[Text shown]
+--

Book (Manga): The Summer Hikaru Died by Mokumokuren, Chapters 27 – 30

The Summer Hikaru Died by Mokumokuren, covers of serial Chapters 27 - 30

The Summer Hikaru Died
by Mokumokuren
published by Yen Press (ongoing, this is about Chapters 27 – 30)
2024 – present

My favorite horror series about body-part-collecting-beings from ‘the other side’ continues! The story is well-paced, and builds upon earlier revelations. As noted earlier, do not read these out of order! And don’t read further if you haven’t started the series.

Chapter 27: Yoshiki and new Hikaru hear a novel explanation of what’s happening in their town from the stranger in sunglasses, who asks new Hikaru to try to fix the rift between worlds. Yoshiki wrestles with his feelings for new Hikaru. The sky has weird lines in it. Also: there is a very attractive drawing of pancakes.

Chapter 28: Kurebayashi rejoins the boys. This chapter contains the creepiest social media post EVAH, posted by a kid who is OVER IT. (I respect his impatience with ghosts!)

Chapter 29: New Hikaru shows off some of his cleansing powers at a classmate’s house in Ashidori, a village where they may have something to fix. That classmate’s occult-obsessed brother recommends an upcoming festival.

Chapter 30: The Houku Festival is cheerful, aside from the creepy little dolls people make as an offering. Asako feels like she isn’t helping to protect the village, so she goes off on her own (!) to a forlorn, abandoned house (!!) that has sounds coming out of it (!!!). (GIRL – nooo!)

There is something that moves the story forward in every chapter – this tight pacing is fantastic. (You’ve read me complaining about the many manhwa stories that veer off onto tangents about agriculture… This has the most agricultural setting of any story I’ve read, yet Mokumokuren STAYS. ON. THEME.) The way Yoshiki wrestles with his attachment to new Hikaru feels authentic. The increasing creepiness and limited timeline for preventing something awful from happening build tension well. I continue to love this series!

+--

[Data listing]
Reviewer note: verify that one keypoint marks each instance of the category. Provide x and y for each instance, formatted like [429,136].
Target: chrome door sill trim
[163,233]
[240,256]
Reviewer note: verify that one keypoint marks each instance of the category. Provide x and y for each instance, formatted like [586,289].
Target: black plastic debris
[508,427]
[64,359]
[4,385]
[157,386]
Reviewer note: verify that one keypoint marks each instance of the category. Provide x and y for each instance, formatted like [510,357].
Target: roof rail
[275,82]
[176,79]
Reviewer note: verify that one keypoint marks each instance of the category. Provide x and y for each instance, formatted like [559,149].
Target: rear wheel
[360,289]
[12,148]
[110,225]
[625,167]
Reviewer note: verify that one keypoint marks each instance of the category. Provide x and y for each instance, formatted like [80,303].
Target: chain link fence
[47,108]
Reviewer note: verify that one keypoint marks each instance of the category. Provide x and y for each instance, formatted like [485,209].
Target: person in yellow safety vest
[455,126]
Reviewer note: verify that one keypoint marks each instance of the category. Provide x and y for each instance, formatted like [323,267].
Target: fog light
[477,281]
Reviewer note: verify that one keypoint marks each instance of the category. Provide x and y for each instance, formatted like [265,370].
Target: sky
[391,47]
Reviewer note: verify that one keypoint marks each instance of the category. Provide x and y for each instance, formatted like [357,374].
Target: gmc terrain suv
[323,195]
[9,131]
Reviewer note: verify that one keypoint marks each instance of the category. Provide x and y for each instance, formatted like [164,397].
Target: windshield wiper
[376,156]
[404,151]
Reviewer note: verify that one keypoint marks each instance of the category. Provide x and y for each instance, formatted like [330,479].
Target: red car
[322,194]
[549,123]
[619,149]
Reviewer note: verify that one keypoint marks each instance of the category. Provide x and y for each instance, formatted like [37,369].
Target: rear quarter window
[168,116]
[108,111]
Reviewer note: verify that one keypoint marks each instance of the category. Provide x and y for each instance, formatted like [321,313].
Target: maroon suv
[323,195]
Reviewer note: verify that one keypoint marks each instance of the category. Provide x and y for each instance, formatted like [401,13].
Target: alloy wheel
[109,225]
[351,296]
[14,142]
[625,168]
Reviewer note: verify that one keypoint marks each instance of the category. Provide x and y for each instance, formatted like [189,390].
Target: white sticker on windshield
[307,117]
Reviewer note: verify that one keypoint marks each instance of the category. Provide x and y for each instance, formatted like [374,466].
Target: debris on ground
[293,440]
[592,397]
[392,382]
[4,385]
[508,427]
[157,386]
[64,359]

+--

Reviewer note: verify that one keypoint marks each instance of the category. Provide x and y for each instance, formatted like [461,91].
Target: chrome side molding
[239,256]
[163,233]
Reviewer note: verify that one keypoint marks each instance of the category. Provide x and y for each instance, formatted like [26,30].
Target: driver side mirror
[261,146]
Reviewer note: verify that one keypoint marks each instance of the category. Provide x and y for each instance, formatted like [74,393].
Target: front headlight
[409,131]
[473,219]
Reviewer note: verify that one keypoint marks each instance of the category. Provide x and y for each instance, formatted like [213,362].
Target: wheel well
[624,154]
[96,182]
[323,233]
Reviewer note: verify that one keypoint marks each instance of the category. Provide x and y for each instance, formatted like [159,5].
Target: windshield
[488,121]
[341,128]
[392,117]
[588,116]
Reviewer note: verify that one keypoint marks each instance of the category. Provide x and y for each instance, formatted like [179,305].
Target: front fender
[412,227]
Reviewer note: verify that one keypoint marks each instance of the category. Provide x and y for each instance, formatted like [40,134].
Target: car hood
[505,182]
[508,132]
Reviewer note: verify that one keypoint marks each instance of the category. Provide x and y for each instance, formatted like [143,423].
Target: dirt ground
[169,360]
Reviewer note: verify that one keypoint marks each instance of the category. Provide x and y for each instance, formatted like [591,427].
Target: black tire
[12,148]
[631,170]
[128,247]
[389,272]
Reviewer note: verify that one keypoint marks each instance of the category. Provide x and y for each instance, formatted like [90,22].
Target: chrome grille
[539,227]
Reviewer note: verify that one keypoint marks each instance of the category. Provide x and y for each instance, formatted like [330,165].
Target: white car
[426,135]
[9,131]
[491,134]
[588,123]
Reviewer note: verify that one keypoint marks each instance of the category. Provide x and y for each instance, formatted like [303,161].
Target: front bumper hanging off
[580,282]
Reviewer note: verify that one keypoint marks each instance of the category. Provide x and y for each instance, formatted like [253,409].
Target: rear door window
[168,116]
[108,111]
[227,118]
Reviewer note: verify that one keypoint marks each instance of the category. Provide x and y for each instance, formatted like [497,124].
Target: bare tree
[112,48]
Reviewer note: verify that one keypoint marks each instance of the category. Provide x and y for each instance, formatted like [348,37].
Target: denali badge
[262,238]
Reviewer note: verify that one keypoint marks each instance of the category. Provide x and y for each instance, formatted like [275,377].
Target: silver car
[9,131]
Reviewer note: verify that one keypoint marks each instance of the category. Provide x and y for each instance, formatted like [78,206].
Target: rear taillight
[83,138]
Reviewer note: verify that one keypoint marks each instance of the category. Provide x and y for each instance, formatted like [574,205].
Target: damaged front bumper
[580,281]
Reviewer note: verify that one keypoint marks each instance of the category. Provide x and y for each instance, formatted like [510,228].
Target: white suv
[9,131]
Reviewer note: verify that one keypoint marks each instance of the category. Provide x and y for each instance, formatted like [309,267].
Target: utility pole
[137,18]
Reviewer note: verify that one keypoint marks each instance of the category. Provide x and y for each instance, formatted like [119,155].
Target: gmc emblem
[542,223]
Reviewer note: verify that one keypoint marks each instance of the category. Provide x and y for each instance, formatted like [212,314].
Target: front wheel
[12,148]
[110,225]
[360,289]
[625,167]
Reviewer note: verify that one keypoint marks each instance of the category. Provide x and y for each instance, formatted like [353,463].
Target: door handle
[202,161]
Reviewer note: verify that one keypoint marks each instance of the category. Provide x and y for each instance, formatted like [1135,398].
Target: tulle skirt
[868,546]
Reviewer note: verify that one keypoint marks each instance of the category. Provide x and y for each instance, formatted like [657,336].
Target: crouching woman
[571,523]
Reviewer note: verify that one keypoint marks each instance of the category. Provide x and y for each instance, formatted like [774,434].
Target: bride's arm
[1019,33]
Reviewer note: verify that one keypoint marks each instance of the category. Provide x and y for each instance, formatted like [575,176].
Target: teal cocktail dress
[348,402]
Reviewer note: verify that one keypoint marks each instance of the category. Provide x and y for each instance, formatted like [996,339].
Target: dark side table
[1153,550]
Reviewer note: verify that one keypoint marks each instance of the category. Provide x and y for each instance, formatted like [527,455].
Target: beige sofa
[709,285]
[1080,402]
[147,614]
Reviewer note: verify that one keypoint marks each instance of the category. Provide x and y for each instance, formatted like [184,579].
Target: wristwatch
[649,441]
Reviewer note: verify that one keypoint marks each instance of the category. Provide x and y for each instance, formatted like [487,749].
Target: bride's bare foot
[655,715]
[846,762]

+--

[Work to complete]
Return the passage of the manga review between "The Summer Hikaru Died by Mokumokuren, covers" and "started the series.", inclusive, with its wording unchanged. The entries are unrelated to the review and stand as separate material.

[Reply to the task]
The Summer Hikaru Died by Mokumokuren, covers of serial Chapters 27 - 30

The Summer Hikaru Died
by Mokumokuren
published by Yen Press (ongoing, this is about Chapters 27 – 30)
2024 – present

My favorite horror series about body-part-collecting-beings from ‘the other side’ continues! The story is well-paced, and builds upon earlier revelations. As noted earlier, do not read these out of order! And don’t read further if you haven’t started the series.